**EXERCISE**
Show each line of the records below that contains the string "clicks". Case counts.

**DATA SUPPLIED**
◆ ◆ ◆ ◆ ◆ ◆ ◆

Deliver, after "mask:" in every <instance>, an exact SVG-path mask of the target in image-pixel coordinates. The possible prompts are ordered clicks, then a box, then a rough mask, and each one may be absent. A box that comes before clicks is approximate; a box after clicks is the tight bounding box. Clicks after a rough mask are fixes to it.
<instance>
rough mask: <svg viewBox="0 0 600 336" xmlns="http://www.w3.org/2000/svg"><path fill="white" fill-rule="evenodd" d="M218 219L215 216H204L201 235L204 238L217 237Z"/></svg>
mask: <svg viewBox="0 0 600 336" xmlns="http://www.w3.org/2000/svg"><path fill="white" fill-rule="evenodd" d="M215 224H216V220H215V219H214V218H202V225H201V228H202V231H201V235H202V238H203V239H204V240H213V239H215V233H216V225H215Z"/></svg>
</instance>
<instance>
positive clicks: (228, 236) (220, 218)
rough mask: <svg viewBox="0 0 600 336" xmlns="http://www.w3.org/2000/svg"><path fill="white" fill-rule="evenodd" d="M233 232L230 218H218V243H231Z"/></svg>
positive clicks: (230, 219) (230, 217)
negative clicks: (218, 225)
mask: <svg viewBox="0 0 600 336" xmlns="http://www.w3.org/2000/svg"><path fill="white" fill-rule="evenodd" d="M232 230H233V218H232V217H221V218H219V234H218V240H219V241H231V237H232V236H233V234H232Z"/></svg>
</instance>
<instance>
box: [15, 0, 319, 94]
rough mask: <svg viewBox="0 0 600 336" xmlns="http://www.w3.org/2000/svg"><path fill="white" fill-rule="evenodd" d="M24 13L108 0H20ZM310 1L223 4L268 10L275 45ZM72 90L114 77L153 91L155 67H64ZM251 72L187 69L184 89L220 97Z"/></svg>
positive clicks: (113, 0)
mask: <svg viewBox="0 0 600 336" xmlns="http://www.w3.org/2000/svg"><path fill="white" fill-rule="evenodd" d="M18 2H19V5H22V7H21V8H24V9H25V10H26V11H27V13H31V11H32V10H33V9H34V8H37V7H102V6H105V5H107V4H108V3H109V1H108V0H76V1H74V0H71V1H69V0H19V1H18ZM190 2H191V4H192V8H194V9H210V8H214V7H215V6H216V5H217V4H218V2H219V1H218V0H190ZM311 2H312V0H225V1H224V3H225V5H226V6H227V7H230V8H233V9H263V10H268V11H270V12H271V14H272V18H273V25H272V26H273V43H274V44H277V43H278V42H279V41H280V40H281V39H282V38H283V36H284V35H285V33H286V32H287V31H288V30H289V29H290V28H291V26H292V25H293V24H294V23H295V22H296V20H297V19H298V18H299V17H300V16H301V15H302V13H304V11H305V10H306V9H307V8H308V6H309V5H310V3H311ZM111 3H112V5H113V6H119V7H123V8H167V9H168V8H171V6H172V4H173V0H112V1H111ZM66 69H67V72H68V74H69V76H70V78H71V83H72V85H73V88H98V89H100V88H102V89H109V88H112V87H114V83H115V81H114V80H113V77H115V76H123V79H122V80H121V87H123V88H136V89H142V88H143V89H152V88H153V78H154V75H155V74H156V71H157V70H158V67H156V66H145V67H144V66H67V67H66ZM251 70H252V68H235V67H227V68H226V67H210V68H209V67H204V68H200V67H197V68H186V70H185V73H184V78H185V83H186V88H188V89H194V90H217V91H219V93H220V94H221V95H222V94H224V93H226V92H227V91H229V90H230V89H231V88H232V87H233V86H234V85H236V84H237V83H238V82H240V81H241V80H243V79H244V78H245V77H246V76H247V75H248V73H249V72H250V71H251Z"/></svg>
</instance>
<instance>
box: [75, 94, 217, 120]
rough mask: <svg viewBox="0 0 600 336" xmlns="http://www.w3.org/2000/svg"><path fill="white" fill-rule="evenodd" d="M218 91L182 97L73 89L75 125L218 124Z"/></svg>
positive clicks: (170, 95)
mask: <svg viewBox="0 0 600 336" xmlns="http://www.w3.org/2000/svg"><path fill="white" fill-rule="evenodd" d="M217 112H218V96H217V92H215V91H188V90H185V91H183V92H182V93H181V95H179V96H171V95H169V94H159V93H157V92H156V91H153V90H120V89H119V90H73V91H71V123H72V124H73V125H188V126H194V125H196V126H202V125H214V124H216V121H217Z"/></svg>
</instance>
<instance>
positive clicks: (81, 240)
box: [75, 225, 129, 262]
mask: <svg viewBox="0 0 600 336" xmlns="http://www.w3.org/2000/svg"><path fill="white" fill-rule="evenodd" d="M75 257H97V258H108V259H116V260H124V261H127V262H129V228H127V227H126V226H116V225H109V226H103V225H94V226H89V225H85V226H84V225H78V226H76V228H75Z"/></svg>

◆ ◆ ◆ ◆ ◆ ◆ ◆

**RESULT FOR THIS TASK**
Deliver, after "mask:" in every <instance>, an exact SVG-path mask of the target in image-pixel coordinates. The possible prompts are ordered clicks, then a box, then a rough mask, and each one may be absent. A box that comes before clicks is approximate; a box after clicks is the tight bounding box. Clicks after a rough mask are fixes to it.
positive clicks: (228, 236) (220, 218)
positive clicks: (230, 219) (230, 217)
negative clicks: (218, 225)
positive clicks: (113, 0)
positive clicks: (170, 95)
positive clicks: (81, 240)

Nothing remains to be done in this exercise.